» **JOBS**:
a: According to the Japan travel account, how long was the journey from Minneapolis to Narita airport?
b: Summarize the Japan travel account in two sentences.

After the 12-hour journey from Minneapolis, I finally showed up to Narita airport in Tokyo. Went through customs surprisingly swiftly and started looking for my ride to the hotel. Nothing better than flying halfway across the world and searching for someone you’ve never seen before. Luckily BMX riders stick out like sore thumbs no matter where you go. After finding Hiroshi Uehara, I was approached by a TV crew that had spent their day hunting out foreigners and asking them why the hell they’re in Japan. I told them about the G-Shock contest, played kendama on camera, and then we walked over to a sushi restaurant to max out on some fresh fish.

The culture shock started at the airport and hit me every day after. Food was a big part of that. Sushi is different in Japan. Well actually, all the food is different. They like to have a lot of different tastes with each meal. For sushi, you don’t get one roll and call it quits. You get a sampler plate with all different colors and forms of fresh fish. The first plate of the trip had salmon, eel, fish eggs, sea urchin, and a few other unique meats I couldn’t make out, but I ate it all.

This was simply the start of the everyday Fear Factor challenge I’d send my stomach through. After drinking some beers in the airport parking lot, (which is somehow legal) we went and picked up Fudger and Colin at a different terminal and we were on our way to the hotel. Some of the boys were hungry so we pulled off at a little roadside convenience store/food court/superultramega bathroom land. You put some yen into a machine, push one of the buttons, and it spits out a ticket. Hand the ticket to the guy and he makes your dish behind the counter. We couldn’t read the machine, but luckily we had our Japanese guide Hiroshi with us. Justin Benthien explained he wasn’t into eating meat, so of course, his bowl had squid tentacles instead of beef. It was recommended to douse our bowl with mayonnaise, but all of us kindly declined.

(Object point labels)
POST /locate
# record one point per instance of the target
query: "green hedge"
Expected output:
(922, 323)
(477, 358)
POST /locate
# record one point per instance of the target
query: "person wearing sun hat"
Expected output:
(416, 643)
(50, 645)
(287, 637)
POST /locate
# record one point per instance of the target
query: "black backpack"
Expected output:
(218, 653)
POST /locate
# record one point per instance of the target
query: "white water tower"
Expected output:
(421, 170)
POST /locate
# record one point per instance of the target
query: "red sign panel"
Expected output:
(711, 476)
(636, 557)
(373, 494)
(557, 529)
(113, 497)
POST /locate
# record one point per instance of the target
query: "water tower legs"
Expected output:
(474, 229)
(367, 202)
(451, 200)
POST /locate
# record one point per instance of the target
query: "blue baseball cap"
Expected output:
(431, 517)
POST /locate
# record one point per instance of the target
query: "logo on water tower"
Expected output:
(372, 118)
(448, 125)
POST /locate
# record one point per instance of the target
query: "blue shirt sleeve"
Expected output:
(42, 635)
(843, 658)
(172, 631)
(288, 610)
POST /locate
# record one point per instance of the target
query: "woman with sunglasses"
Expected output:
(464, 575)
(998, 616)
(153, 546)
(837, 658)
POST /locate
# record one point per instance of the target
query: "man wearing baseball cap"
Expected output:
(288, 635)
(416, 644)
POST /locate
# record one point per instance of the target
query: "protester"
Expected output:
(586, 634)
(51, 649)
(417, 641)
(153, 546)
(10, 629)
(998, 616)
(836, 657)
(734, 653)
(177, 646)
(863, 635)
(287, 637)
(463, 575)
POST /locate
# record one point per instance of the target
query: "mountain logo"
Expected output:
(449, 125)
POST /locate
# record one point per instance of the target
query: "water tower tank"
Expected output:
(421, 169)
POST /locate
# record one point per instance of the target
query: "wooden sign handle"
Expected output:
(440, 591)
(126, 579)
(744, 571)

» **SOLUTION LIST**:
a: The journey took 12 hours.

b: After a 12-hour journey from Minneapolis to Narita airport in Tokyo, the writer found Hiroshi Uehara, told a TV crew about the G-Shock contest, and went for sushi. The food brought daily culture shock, from a sushi sampler plate of varied fish to a roadside stop where a machine issued tickets for dishes and Justin Benthien, who did not eat meat, got squid tentacles instead of beef.